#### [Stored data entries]
— start —

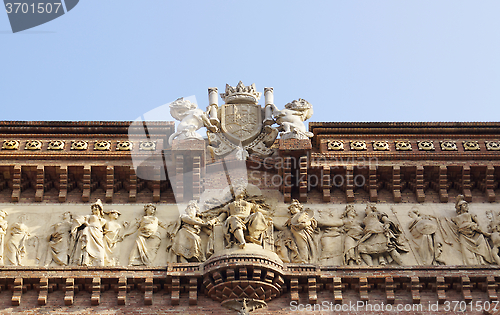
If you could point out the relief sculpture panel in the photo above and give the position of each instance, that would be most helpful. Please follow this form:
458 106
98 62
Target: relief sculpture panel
248 221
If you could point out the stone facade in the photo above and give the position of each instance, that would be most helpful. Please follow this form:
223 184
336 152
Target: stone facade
121 217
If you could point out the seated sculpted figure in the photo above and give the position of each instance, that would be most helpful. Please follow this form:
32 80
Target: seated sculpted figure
246 222
475 249
185 235
296 244
382 238
148 237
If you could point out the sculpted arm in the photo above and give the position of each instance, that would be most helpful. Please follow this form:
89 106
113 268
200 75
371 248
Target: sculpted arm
132 229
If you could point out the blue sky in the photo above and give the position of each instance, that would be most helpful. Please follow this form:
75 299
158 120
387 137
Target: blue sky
353 60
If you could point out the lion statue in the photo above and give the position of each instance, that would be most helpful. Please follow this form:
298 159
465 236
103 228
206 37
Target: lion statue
191 119
291 119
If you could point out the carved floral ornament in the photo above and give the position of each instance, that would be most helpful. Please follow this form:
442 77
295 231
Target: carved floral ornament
102 145
33 145
492 145
358 145
10 145
403 145
380 145
448 145
147 145
426 145
335 145
56 145
79 145
309 236
471 145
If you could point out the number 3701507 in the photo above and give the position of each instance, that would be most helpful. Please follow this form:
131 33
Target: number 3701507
19 7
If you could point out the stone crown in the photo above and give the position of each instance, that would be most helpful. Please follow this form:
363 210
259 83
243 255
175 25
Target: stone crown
241 94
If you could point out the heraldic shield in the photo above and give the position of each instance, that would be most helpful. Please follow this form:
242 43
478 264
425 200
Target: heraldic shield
241 123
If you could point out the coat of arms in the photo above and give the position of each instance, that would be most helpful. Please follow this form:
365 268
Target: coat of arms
241 124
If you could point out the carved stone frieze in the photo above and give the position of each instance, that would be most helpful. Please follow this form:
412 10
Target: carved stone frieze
79 145
56 145
147 145
358 145
448 145
244 224
492 145
102 145
403 145
33 145
471 145
335 145
381 145
239 125
10 145
124 146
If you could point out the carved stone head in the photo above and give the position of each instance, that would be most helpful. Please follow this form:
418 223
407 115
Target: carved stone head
414 213
192 209
349 212
295 207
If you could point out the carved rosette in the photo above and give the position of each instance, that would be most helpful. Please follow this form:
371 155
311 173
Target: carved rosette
426 145
448 145
380 145
403 145
358 145
335 145
243 281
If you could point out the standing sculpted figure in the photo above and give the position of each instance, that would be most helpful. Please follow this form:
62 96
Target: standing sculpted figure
191 119
16 245
87 232
381 238
148 237
3 232
475 249
111 231
185 235
246 222
291 119
297 244
494 230
353 232
59 242
423 228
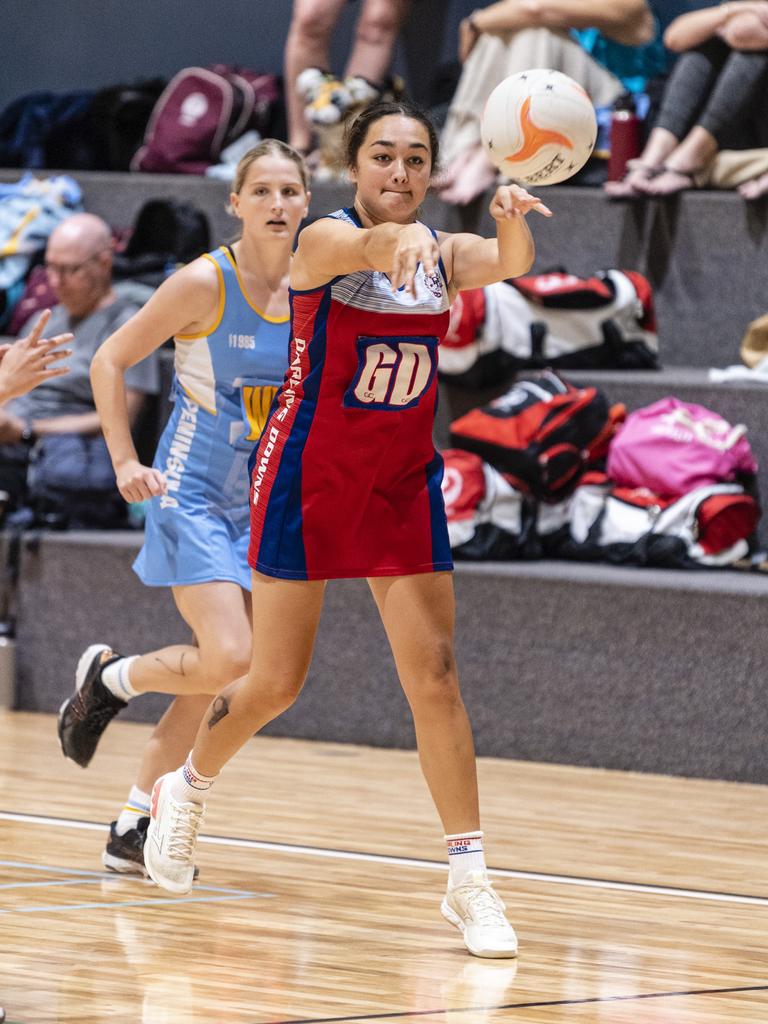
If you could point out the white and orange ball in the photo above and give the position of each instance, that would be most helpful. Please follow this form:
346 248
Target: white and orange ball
539 126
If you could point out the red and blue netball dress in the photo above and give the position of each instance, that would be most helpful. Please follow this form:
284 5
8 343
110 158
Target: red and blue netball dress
346 481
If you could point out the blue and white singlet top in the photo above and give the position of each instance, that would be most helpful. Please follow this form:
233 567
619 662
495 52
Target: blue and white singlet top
223 387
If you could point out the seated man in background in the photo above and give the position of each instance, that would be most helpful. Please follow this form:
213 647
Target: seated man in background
622 52
55 429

— end —

Rewrite the lines from the one with "If you could point out the white" through the end of the stored entries, keeping the requests and their sample numbers as they are. Multiply every coordinate in the answers by 0.5 and round it to a whole number, with halves rounded up.

If you could point out the white and orange ball in the photo above and give the position of each instance, that would be most helpful. Please follow this form:
346 248
Target: white and orange ball
270 63
If you could point out the red and blue netball dress in the photo above and give the position of each instance, that would be most helpful. Please follow this form:
284 5
8 343
110 158
Target: red and blue netball dress
173 241
If you could point out the blue and white singlet top in the photo above and give the position of each instance, that would be most helpful. Please follow this form:
233 567
619 662
495 52
Target: blue and white singlet top
112 194
If you could point out the seated man in background in the photo above and give the position of each instance, that would be most helpful. Please follow this form:
213 647
Target: seated man in background
311 26
28 215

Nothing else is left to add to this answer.